**Job:** Rewrite the lines of the records below as a numbered list, skipping any blank lines. Leave the pictures out of your answer.

--

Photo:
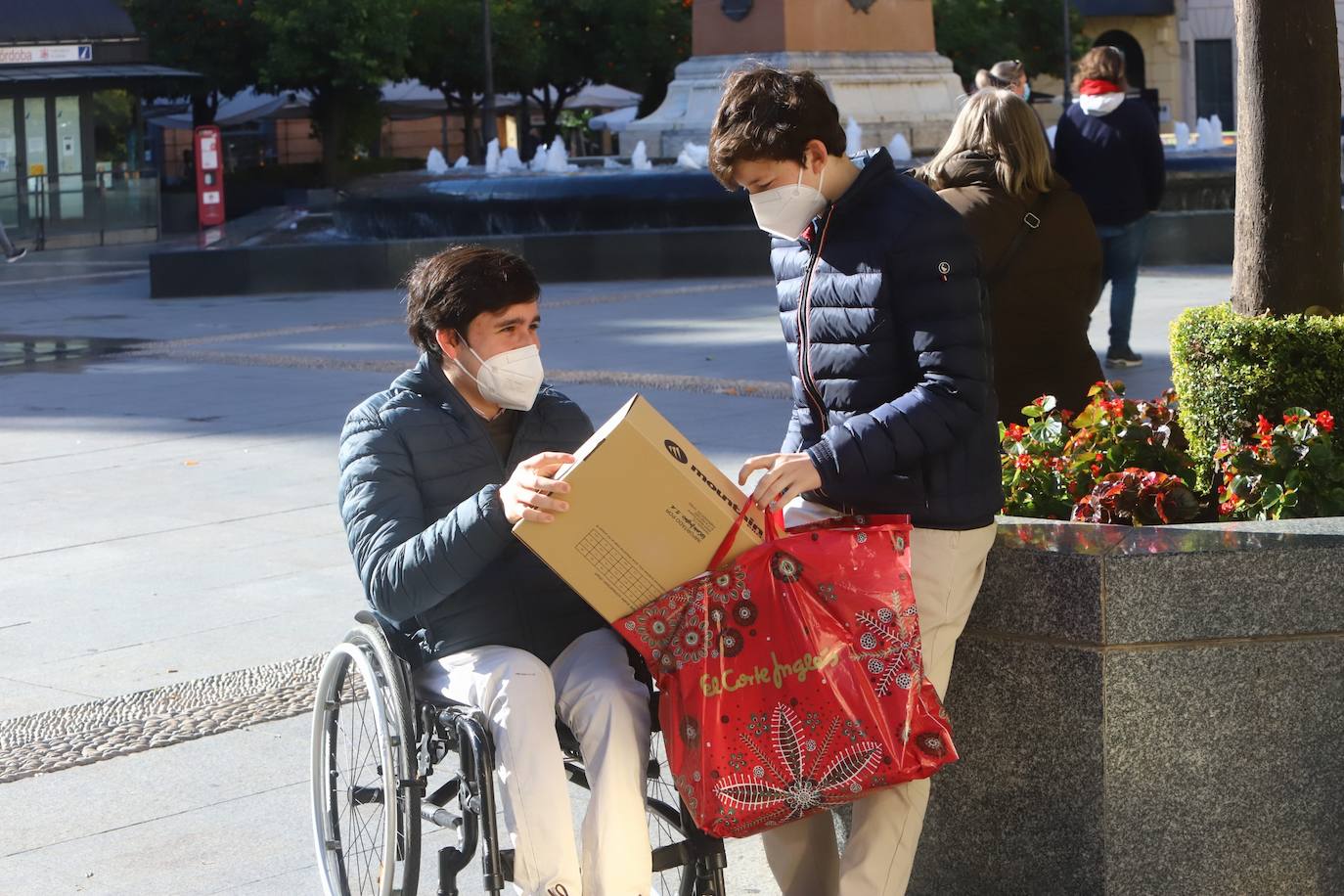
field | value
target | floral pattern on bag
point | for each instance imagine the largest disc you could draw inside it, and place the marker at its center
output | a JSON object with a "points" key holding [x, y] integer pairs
{"points": [[888, 647], [797, 777]]}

--

**Expected answer:**
1. Photo:
2. field | value
3. target | floral pattern on bag
4. point | for each instance imagine the largest disc you could draw inside it, and place the marker at its center
5. output | a JSON object with a "points" key holding [x, y] integer pairs
6. {"points": [[888, 647], [797, 777]]}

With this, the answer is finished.